- **What is needed**: Output, without any change, the listing below from its opening line up to and including the line with "Put a marker on every instance of the child's".

- **Data to examine**:
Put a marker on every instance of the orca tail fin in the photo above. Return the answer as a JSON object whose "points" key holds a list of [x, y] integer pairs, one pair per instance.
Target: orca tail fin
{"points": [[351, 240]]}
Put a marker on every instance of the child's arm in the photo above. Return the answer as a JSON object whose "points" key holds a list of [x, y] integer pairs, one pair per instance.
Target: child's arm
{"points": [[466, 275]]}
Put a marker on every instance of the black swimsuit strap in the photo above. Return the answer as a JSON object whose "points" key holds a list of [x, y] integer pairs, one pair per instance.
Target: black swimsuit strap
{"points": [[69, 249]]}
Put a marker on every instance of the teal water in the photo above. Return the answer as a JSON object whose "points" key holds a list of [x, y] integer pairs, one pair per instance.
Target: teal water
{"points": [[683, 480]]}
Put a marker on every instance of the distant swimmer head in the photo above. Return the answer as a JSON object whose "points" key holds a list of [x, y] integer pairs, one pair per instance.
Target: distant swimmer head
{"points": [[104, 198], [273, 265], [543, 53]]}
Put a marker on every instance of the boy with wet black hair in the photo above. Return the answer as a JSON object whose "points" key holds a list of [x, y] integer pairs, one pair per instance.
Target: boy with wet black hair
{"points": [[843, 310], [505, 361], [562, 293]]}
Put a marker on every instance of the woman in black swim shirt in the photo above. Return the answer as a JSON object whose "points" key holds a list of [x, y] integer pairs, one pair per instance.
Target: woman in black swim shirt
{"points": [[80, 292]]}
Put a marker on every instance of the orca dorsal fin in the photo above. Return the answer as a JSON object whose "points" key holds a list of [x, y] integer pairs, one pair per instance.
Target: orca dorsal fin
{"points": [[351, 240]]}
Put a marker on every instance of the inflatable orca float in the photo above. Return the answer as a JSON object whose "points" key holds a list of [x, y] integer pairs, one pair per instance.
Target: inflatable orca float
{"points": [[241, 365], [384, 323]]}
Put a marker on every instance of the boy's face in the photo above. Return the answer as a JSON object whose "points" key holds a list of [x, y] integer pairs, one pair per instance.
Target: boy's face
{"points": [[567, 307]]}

- **Expected answer**:
Put a marker on every instance of the orca tail fin in the photo above. Return the answer as a JSON object whose "points" key holds a list of [x, y] integer pairs, one pair per instance.
Target: orca tail fin
{"points": [[351, 240]]}
Put a marker on every instance of the child's arm in the photo above. Return the answer as a JSON object whose "points" key holds a list of [x, y] integer pairs, one pair per instance.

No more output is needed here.